━━━━━ EXTRACTED RECORDS ━━━━━

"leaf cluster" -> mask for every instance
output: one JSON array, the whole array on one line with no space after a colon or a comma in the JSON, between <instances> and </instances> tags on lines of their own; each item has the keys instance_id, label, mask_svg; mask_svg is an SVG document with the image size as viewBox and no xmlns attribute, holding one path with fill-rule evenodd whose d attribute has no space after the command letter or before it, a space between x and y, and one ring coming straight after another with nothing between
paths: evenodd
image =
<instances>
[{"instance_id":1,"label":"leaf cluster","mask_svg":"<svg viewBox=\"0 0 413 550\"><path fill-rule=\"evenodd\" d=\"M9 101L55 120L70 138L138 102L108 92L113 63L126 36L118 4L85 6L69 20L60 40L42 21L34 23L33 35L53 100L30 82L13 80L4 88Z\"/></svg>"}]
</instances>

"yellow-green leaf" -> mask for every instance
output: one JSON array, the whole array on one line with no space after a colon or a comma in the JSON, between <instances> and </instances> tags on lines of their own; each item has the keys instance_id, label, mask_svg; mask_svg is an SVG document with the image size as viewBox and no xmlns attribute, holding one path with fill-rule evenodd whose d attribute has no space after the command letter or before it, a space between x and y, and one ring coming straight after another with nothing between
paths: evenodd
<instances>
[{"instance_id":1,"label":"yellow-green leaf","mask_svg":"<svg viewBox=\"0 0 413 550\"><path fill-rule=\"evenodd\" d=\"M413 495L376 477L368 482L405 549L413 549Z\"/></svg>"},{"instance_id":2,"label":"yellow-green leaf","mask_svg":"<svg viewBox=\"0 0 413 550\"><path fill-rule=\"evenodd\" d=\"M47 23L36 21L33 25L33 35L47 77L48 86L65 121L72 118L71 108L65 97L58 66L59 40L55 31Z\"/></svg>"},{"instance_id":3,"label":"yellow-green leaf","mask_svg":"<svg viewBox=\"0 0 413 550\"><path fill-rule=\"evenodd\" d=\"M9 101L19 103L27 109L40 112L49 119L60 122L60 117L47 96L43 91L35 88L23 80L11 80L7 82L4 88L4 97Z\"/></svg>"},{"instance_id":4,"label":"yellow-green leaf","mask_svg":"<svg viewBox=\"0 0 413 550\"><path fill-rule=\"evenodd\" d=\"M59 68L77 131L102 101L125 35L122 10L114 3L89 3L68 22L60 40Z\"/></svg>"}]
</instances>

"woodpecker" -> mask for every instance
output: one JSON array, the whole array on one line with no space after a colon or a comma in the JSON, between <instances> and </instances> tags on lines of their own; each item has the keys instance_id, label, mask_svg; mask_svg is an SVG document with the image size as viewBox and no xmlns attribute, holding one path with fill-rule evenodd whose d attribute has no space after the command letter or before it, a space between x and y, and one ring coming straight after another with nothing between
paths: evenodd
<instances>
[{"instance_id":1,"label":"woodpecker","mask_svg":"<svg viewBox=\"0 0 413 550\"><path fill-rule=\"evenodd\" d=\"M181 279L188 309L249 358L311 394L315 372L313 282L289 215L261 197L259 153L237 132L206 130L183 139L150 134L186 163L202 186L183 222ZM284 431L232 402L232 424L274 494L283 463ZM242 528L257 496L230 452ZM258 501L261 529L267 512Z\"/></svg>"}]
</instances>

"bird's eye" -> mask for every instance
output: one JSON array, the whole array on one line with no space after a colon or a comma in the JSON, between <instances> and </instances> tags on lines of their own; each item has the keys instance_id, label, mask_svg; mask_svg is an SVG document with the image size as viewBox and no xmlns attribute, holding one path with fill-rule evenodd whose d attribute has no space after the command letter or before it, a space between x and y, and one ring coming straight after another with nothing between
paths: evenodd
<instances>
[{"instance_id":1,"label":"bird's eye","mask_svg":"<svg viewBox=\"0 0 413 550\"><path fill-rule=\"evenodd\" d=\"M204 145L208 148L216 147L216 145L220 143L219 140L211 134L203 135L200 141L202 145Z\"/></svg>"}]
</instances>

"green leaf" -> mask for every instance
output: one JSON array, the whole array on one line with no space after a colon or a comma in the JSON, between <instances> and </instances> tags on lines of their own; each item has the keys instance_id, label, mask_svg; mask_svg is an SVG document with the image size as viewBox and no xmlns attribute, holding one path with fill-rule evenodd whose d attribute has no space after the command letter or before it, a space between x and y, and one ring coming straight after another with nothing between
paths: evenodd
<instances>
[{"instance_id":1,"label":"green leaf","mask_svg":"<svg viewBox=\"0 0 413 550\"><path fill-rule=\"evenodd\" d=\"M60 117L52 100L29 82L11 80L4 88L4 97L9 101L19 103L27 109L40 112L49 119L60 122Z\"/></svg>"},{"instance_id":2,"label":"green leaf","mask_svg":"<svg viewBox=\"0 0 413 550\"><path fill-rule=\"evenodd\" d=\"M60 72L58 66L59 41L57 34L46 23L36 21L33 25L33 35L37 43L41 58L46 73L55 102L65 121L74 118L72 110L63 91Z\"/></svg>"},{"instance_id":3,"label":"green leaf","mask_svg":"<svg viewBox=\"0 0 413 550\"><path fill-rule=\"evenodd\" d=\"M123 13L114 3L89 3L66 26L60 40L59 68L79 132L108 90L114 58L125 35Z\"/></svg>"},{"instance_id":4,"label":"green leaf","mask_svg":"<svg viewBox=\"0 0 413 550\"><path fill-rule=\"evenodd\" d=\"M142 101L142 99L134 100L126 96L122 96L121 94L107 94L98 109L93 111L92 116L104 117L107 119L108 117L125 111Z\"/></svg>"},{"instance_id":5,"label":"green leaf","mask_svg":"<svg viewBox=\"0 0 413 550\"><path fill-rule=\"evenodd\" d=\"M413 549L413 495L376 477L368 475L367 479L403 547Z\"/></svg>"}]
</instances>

━━━━━

● **PROBLEM TO SOLVE**: Each of the records should be retyped exactly.

● **WRITTEN ANSWER**:
"leaf cluster" -> mask for every instance
output: one JSON array, the whole array on one line with no space after a colon or a comma in the JSON, between <instances> and </instances> tags on lines of their own; each item has the keys instance_id, label, mask_svg; mask_svg is an SVG document with the image size as viewBox and no xmlns attribute, holding one path with fill-rule evenodd whose d attribute has no space after the command letter or before it, a space between x and y, and one ring coming straight after another with nothing between
paths: evenodd
image =
<instances>
[{"instance_id":1,"label":"leaf cluster","mask_svg":"<svg viewBox=\"0 0 413 550\"><path fill-rule=\"evenodd\" d=\"M9 101L55 120L70 138L138 102L108 92L113 63L126 36L118 4L85 6L69 20L60 40L42 21L34 23L33 35L53 100L30 82L13 80L4 88Z\"/></svg>"}]
</instances>

"yellow-green leaf" -> mask for every instance
output: one JSON array, the whole array on one line with no space after a colon or a comma in the JSON, between <instances> and </instances> tags on lines of their own; each item has the keys instance_id, label, mask_svg; mask_svg is an SVG document with the image size as viewBox and no xmlns attribute, holding one path with fill-rule evenodd whose d attribute has no space after the command letter or before it, a space between x and y, and one ring coming straight after another with nothing between
paths: evenodd
<instances>
[{"instance_id":1,"label":"yellow-green leaf","mask_svg":"<svg viewBox=\"0 0 413 550\"><path fill-rule=\"evenodd\" d=\"M413 495L376 477L368 482L405 549L413 549Z\"/></svg>"},{"instance_id":2,"label":"yellow-green leaf","mask_svg":"<svg viewBox=\"0 0 413 550\"><path fill-rule=\"evenodd\" d=\"M47 23L36 21L33 25L33 35L47 77L48 86L65 121L72 118L71 108L65 97L58 66L59 40L55 31Z\"/></svg>"},{"instance_id":3,"label":"yellow-green leaf","mask_svg":"<svg viewBox=\"0 0 413 550\"><path fill-rule=\"evenodd\" d=\"M9 101L19 103L27 109L40 112L49 119L60 122L60 117L47 96L43 91L35 88L23 80L11 80L7 82L4 88L4 97Z\"/></svg>"},{"instance_id":4,"label":"yellow-green leaf","mask_svg":"<svg viewBox=\"0 0 413 550\"><path fill-rule=\"evenodd\" d=\"M59 68L77 131L102 101L125 35L122 10L114 3L89 3L68 22L60 40Z\"/></svg>"}]
</instances>

"woodpecker" -> mask for every instance
output: one JSON array, the whole array on one line with no space after a colon or a comma in the JSON, between <instances> and </instances> tags on lines of their own; each item has the keys instance_id, label, mask_svg; mask_svg is an SVG document with the image size as viewBox and no xmlns attribute, holding one path with fill-rule evenodd whose d attribute has no space after the command letter or before it, a space between x and y, and one ring coming straight after another with nothing between
paths: evenodd
<instances>
[{"instance_id":1,"label":"woodpecker","mask_svg":"<svg viewBox=\"0 0 413 550\"><path fill-rule=\"evenodd\" d=\"M181 279L188 309L249 358L311 394L315 372L313 282L289 215L261 197L259 153L237 132L206 130L183 139L150 134L186 163L202 186L183 222ZM284 431L232 402L232 424L274 494L283 463ZM242 528L257 496L230 452ZM258 501L261 529L267 512Z\"/></svg>"}]
</instances>

"bird's eye" -> mask for every instance
output: one JSON array, the whole array on one line with no space after a colon or a comma in the JSON, between <instances> and </instances> tags on lines of their own; each item has the keys instance_id, label, mask_svg; mask_svg is an SVG document with the image size as viewBox and no xmlns attribute, holding one path with fill-rule evenodd whose d attribute has no space after the command letter or before it, a space between x and y, and one ring coming straight after another with nothing between
paths: evenodd
<instances>
[{"instance_id":1,"label":"bird's eye","mask_svg":"<svg viewBox=\"0 0 413 550\"><path fill-rule=\"evenodd\" d=\"M204 145L208 148L216 147L216 145L220 143L219 140L211 134L203 135L200 141L202 145Z\"/></svg>"}]
</instances>

"green leaf" -> mask for every instance
output: one JSON array, the whole array on one line with no space after a colon or a comma in the JSON, between <instances> and </instances> tags on lines of their own; each item has the keys instance_id, label, mask_svg; mask_svg is an SVG document with the image size as viewBox and no xmlns attribute, holding one path with fill-rule evenodd whose d attribute has no space after the command letter or before it, a space between x and y, and one ring coming straight after another with nothing between
paths: evenodd
<instances>
[{"instance_id":1,"label":"green leaf","mask_svg":"<svg viewBox=\"0 0 413 550\"><path fill-rule=\"evenodd\" d=\"M60 117L52 100L29 82L11 80L4 88L4 97L9 101L19 103L27 109L40 112L49 119L60 122Z\"/></svg>"},{"instance_id":2,"label":"green leaf","mask_svg":"<svg viewBox=\"0 0 413 550\"><path fill-rule=\"evenodd\" d=\"M60 72L58 66L59 41L57 34L46 23L36 21L33 25L33 35L37 43L41 58L46 73L55 102L65 121L74 118L72 110L63 91Z\"/></svg>"},{"instance_id":3,"label":"green leaf","mask_svg":"<svg viewBox=\"0 0 413 550\"><path fill-rule=\"evenodd\" d=\"M123 13L114 3L89 3L66 26L60 40L59 68L79 132L108 90L114 58L125 35Z\"/></svg>"},{"instance_id":4,"label":"green leaf","mask_svg":"<svg viewBox=\"0 0 413 550\"><path fill-rule=\"evenodd\" d=\"M142 101L142 99L134 100L126 96L122 96L121 94L107 94L98 109L93 111L92 116L104 117L107 119L108 117L125 111Z\"/></svg>"},{"instance_id":5,"label":"green leaf","mask_svg":"<svg viewBox=\"0 0 413 550\"><path fill-rule=\"evenodd\" d=\"M413 549L413 495L376 477L368 475L367 479L403 547Z\"/></svg>"}]
</instances>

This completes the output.